• [TASK DETAILS]:
Count how many lines in the entries below contain the string "wall", where case matters, and give only that number.

• [Records]:
********************

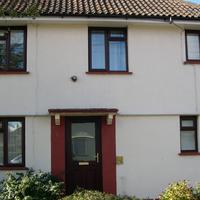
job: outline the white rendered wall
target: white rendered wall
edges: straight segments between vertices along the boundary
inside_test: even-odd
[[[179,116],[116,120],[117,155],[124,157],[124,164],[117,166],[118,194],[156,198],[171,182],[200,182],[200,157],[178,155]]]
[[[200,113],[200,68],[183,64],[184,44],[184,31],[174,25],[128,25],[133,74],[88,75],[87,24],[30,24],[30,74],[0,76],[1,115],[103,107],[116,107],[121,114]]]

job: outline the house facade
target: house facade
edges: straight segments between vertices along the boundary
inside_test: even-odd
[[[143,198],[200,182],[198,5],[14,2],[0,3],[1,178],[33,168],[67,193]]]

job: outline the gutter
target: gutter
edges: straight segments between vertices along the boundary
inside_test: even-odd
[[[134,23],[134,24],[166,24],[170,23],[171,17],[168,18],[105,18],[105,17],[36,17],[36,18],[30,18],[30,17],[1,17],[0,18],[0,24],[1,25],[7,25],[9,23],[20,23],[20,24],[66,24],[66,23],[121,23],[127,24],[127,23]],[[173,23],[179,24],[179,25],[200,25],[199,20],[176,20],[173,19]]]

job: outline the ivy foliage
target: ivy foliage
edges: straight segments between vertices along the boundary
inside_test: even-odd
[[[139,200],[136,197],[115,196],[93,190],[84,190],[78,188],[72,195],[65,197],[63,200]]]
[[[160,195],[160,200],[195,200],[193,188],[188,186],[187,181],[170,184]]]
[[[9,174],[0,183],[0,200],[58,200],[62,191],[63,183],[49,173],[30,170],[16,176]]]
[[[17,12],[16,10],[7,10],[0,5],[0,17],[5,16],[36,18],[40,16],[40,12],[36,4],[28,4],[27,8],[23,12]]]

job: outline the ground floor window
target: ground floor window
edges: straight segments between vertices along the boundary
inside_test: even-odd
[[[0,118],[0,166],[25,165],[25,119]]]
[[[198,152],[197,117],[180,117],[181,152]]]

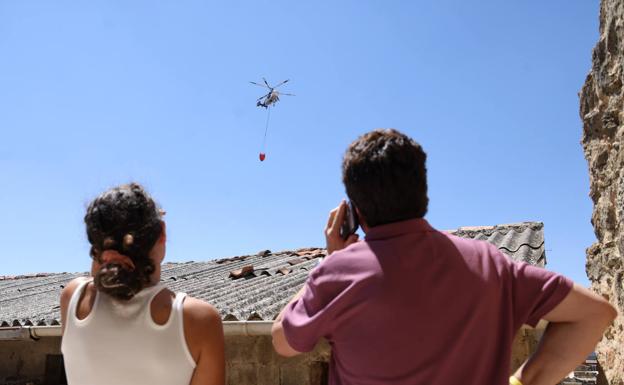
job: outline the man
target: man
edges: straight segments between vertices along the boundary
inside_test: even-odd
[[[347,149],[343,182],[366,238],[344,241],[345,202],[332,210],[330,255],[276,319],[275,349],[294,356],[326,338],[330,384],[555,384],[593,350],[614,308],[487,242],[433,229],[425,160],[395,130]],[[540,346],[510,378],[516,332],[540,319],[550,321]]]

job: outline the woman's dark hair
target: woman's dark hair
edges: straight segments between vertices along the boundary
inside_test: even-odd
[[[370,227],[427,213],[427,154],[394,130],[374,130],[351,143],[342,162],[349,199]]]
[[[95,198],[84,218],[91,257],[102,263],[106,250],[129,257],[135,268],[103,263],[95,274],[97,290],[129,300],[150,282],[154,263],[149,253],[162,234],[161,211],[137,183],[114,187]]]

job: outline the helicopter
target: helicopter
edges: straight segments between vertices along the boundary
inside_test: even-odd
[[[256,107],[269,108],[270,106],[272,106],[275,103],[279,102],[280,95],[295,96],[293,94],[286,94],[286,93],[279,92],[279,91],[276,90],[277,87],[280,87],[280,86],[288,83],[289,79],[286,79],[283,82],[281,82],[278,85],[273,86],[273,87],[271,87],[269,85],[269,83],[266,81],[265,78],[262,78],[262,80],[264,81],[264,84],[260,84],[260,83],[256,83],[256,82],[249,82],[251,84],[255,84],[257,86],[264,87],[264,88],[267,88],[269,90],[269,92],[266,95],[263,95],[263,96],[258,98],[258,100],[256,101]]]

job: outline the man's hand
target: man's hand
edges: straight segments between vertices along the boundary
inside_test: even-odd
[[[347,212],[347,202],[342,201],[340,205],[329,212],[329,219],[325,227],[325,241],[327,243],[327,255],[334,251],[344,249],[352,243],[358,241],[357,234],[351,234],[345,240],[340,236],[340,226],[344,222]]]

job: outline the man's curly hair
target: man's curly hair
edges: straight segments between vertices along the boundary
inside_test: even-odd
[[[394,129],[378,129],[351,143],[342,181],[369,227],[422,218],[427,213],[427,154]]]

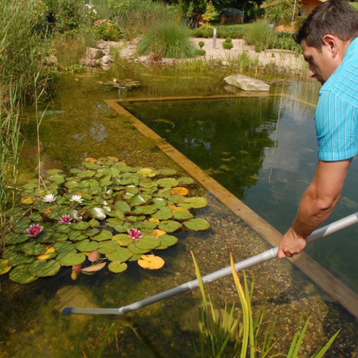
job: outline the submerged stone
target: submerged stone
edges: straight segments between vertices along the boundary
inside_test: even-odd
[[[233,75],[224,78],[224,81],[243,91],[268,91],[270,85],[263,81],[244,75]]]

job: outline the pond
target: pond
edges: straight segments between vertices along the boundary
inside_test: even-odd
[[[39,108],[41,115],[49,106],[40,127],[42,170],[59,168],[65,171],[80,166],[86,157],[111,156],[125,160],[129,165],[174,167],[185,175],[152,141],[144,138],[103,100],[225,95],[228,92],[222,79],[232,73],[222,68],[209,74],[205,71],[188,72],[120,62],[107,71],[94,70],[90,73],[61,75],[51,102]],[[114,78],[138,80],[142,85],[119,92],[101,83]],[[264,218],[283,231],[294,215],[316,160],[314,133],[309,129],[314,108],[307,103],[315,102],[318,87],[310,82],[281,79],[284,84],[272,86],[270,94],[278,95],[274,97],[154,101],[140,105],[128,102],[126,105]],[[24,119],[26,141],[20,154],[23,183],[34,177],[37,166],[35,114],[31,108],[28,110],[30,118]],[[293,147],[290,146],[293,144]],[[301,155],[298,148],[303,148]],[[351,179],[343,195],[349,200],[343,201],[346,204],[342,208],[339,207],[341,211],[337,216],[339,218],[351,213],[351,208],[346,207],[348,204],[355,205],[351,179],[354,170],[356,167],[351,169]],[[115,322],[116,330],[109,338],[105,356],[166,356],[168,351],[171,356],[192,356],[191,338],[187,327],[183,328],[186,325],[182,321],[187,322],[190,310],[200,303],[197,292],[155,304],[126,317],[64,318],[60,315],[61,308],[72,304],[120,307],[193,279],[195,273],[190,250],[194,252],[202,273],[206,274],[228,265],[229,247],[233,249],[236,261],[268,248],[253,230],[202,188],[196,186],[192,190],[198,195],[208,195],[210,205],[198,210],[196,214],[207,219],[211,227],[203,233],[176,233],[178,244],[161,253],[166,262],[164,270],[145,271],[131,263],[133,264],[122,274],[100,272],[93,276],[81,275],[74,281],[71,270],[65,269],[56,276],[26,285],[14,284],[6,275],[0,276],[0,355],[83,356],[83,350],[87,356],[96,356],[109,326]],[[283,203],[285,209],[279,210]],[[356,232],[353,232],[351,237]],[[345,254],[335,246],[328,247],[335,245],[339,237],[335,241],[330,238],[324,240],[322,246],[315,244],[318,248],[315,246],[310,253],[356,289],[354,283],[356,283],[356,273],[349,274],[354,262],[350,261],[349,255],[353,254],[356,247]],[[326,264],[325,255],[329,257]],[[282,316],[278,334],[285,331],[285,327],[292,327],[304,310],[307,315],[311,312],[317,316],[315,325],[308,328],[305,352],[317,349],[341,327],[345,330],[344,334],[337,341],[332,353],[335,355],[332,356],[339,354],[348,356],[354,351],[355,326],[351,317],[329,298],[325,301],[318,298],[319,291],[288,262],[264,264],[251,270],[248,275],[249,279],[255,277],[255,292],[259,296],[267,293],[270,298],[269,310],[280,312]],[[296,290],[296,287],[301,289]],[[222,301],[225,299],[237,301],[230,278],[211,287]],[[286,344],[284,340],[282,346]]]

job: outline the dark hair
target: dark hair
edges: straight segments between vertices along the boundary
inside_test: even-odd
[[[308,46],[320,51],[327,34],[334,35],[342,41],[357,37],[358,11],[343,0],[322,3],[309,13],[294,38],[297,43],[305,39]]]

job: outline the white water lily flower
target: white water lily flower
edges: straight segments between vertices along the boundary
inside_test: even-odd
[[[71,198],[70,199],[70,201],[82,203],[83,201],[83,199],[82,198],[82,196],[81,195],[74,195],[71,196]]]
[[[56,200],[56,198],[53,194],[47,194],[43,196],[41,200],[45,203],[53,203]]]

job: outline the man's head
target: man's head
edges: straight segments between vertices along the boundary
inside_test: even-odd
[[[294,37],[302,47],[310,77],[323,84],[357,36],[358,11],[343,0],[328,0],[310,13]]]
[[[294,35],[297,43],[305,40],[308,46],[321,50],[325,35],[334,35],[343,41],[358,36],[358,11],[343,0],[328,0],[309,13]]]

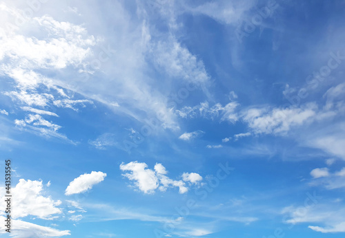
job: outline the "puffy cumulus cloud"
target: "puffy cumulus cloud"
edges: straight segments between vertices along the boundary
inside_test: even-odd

********************

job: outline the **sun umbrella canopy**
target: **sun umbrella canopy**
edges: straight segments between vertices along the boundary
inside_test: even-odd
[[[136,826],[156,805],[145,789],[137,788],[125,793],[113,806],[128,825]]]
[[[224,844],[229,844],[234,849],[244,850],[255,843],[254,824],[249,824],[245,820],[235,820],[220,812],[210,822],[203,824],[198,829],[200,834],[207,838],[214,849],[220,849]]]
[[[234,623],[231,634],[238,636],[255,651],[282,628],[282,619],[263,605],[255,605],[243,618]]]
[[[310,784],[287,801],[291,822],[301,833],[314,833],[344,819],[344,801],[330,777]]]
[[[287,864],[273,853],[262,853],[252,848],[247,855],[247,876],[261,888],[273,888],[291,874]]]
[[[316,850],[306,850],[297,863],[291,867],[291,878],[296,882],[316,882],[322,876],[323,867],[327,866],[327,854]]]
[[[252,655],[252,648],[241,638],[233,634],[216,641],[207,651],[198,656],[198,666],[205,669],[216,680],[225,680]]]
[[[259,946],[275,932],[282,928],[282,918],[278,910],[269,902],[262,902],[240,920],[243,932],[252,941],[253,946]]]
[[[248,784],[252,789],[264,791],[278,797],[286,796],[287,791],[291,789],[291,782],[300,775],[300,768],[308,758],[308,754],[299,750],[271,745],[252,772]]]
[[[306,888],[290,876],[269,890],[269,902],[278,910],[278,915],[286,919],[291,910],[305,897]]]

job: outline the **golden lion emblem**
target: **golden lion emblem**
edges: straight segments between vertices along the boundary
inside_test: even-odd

********************

• [SOLUTION TO THIS TASK]:
2